- _WHAT YOU NEED TO DO_
Consider the listing below. Extract exactly the lines from the line containing "like (175, 82)." to the line containing "like (317, 159).", both included.

- _DATA FOR ANALYSIS_
+-------+
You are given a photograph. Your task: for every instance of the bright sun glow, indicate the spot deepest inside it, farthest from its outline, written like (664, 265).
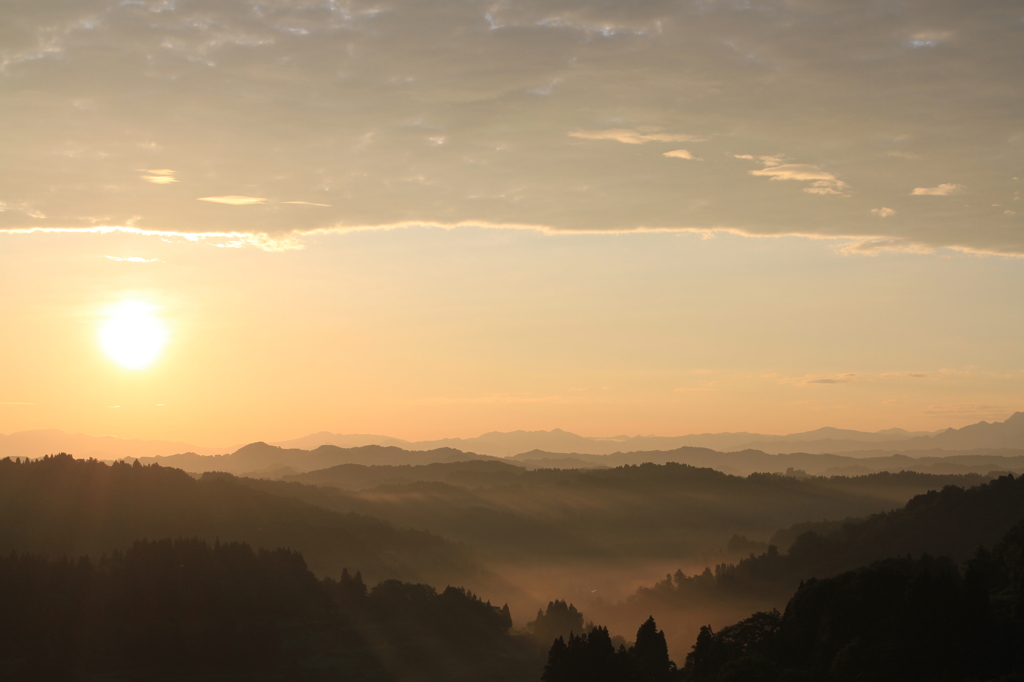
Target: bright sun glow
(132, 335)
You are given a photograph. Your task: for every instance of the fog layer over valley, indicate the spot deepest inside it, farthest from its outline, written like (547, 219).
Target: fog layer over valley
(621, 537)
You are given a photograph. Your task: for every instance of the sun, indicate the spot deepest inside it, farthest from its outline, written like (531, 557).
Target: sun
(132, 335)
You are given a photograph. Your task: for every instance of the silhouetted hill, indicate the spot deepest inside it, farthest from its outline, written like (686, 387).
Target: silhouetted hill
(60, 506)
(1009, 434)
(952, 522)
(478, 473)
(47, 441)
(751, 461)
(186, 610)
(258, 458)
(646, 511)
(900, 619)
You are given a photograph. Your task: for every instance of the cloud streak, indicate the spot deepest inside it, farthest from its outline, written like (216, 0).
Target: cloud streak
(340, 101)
+-------+
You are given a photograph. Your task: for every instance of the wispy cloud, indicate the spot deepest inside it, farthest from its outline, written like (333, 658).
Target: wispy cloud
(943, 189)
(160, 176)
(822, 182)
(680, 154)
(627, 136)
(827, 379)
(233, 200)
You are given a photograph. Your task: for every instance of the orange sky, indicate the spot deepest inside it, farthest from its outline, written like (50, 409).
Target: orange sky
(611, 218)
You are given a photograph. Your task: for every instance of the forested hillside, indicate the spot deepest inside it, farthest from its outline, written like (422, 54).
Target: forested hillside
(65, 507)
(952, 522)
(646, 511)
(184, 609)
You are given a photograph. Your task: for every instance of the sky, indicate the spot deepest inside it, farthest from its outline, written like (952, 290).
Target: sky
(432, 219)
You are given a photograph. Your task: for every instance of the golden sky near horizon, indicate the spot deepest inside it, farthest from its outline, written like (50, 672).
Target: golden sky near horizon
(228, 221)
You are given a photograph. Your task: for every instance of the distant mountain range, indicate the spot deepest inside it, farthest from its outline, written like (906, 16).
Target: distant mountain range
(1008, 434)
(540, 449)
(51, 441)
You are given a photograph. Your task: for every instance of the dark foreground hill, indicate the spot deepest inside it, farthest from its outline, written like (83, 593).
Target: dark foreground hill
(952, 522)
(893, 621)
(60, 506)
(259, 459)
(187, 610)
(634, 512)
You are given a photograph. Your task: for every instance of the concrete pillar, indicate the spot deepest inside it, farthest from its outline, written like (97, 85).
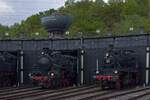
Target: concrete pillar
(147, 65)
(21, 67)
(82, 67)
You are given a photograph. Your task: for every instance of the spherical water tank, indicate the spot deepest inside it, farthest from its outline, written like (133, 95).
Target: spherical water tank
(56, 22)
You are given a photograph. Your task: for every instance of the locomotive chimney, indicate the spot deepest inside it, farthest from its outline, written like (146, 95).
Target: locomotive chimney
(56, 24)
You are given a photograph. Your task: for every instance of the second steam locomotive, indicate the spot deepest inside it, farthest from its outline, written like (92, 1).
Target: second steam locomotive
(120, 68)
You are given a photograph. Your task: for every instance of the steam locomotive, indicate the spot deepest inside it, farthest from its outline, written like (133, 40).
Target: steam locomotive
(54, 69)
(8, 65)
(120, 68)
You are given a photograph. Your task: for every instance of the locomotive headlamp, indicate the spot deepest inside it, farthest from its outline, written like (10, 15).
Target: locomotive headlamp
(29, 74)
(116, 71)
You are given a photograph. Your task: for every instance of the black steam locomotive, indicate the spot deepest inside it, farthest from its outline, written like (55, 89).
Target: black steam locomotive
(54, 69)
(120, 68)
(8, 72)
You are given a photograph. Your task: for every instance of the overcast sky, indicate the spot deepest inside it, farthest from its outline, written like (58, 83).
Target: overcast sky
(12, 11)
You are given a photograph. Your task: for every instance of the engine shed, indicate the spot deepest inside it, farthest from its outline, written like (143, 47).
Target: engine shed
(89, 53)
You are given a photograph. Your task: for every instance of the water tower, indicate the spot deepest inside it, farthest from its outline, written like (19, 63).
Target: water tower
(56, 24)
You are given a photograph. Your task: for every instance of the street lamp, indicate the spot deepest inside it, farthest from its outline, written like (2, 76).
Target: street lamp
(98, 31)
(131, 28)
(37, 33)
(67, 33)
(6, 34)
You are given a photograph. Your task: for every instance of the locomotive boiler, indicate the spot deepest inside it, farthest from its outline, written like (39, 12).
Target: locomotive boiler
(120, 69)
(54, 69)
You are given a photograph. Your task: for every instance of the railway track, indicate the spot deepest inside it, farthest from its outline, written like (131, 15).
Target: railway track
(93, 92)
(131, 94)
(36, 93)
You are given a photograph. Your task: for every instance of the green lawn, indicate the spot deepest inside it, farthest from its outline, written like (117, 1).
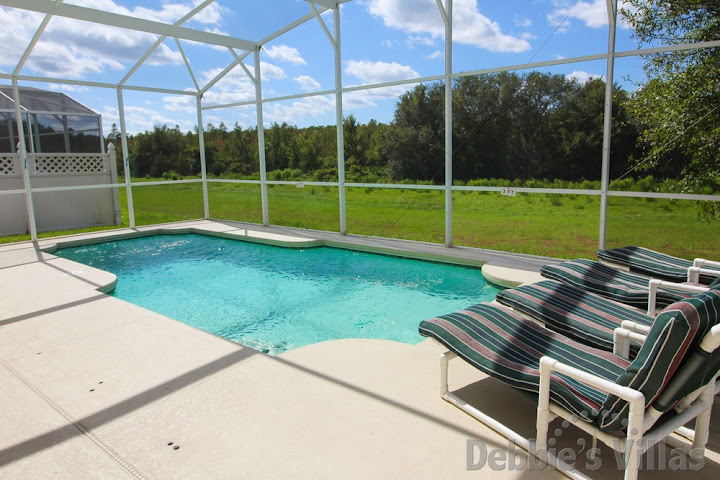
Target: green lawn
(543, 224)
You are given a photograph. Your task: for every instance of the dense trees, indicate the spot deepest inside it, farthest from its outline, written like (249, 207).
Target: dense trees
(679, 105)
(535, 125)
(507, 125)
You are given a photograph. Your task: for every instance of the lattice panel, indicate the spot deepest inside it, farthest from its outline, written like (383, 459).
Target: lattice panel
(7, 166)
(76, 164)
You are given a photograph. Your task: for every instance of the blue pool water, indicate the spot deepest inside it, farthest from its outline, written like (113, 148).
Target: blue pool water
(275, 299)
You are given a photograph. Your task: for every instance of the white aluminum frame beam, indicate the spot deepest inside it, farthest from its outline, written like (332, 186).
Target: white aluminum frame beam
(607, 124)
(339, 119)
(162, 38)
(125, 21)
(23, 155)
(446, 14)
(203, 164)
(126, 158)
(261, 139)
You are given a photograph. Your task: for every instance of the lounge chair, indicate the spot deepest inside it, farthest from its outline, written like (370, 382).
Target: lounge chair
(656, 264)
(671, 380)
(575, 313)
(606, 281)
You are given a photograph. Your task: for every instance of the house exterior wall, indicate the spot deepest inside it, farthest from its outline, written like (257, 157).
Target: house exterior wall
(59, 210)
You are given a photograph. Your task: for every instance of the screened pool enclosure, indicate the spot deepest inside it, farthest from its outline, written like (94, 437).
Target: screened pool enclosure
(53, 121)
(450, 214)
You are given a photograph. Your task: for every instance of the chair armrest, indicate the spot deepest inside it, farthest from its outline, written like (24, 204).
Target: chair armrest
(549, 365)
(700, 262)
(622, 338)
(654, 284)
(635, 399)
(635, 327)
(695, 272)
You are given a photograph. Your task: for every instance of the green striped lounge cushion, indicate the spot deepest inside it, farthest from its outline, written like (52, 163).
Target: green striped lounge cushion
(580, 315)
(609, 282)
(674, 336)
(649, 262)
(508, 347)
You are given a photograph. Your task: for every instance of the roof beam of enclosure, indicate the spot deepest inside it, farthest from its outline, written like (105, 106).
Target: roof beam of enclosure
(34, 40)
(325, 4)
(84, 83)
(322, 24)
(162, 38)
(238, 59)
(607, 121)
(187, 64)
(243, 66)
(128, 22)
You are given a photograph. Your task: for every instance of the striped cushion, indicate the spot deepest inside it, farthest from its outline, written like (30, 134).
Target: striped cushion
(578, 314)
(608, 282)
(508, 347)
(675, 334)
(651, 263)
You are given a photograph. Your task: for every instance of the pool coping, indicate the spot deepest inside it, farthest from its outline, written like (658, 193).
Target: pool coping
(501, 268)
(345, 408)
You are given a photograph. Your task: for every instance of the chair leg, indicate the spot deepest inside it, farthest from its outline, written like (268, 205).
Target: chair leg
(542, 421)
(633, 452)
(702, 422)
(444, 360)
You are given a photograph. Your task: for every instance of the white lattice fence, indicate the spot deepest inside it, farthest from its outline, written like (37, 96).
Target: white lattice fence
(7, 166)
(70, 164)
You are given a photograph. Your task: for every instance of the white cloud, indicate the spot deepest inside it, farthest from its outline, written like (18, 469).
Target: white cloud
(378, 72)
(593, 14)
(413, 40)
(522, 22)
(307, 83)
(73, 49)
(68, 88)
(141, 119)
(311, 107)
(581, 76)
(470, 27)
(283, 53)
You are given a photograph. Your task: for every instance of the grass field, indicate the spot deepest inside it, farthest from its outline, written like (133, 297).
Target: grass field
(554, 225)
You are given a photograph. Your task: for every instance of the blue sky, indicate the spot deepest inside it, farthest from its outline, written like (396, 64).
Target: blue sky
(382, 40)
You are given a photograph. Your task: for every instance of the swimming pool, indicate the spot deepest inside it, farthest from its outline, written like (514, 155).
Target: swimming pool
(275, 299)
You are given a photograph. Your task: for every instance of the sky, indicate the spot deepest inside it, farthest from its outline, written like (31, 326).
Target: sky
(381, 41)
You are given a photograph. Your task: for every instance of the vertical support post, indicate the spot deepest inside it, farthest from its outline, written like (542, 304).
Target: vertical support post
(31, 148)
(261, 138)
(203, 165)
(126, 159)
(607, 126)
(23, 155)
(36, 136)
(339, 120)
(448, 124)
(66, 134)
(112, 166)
+-------+
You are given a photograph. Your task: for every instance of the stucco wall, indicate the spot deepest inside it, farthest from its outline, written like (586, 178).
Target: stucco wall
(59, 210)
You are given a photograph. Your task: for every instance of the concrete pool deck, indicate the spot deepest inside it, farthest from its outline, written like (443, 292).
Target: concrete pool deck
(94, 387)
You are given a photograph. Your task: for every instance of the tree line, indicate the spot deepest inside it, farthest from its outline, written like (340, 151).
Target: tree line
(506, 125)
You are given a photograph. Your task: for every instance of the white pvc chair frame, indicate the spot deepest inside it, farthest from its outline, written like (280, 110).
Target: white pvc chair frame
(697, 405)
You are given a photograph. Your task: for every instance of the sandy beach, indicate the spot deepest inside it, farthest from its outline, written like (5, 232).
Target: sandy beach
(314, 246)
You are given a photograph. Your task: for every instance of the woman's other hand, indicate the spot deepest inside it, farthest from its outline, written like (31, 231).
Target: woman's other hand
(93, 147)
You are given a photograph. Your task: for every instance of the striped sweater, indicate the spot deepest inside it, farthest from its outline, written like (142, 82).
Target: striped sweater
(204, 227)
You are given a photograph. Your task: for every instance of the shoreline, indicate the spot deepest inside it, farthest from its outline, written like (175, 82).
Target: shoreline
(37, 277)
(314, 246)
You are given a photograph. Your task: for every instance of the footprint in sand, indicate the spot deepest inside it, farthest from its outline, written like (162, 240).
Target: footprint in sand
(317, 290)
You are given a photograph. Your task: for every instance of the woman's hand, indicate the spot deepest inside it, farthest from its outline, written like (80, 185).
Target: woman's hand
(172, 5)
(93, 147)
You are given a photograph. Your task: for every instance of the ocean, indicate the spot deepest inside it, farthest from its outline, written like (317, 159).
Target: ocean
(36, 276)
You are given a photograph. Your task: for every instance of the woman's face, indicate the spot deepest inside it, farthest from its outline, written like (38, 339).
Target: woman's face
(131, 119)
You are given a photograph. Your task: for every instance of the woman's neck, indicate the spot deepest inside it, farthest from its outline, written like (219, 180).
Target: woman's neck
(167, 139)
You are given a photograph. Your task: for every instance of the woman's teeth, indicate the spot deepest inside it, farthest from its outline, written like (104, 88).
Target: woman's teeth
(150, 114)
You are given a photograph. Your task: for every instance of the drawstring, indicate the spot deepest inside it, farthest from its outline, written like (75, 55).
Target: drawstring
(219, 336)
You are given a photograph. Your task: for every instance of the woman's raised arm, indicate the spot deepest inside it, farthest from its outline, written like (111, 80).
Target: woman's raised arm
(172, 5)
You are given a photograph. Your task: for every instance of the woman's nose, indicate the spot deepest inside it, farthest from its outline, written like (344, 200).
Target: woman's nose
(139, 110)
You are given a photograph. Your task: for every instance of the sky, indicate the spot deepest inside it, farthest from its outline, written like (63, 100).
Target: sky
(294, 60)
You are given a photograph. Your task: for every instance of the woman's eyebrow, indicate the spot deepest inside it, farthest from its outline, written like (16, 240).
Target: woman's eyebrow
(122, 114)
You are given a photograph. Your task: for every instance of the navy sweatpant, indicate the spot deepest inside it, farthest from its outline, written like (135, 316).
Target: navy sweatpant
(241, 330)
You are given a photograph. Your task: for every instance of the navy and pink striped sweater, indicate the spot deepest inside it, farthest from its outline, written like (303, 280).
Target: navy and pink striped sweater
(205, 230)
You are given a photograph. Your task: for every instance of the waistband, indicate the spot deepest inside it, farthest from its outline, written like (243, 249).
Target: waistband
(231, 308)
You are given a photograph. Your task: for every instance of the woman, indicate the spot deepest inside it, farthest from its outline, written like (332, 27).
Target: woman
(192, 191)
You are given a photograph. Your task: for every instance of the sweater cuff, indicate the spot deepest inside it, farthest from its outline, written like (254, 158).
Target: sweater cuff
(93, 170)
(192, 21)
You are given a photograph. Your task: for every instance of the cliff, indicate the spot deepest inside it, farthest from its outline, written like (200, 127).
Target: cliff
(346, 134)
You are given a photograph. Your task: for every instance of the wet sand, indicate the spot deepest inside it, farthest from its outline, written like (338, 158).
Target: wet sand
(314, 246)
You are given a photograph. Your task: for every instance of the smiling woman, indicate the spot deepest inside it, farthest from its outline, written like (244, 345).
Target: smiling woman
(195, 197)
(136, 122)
+-------+
- _TASK RESULT_
You are given a photograph. Your task: for every instance of the shoreline, indicate the spot deepest inside it, farthest from its outline, written like (175, 82).
Target: shoreline
(37, 277)
(314, 246)
You are given a photograph. Your task: for every instance of the footprint in sand, indicate the spot deepest inside it, farthest from its outline, written like (162, 240).
Target: footprint in sand
(317, 290)
You are given a photograph. Your task: for every instance of the woman's hand, indicate the spot deepest inside it, farthest from its outline, written like (80, 185).
Target: woman's hand
(172, 5)
(93, 147)
You are given a photograph. Your task: for every instance of the ocean, indicate the spot deepest inside it, farthest from its outline, written like (317, 159).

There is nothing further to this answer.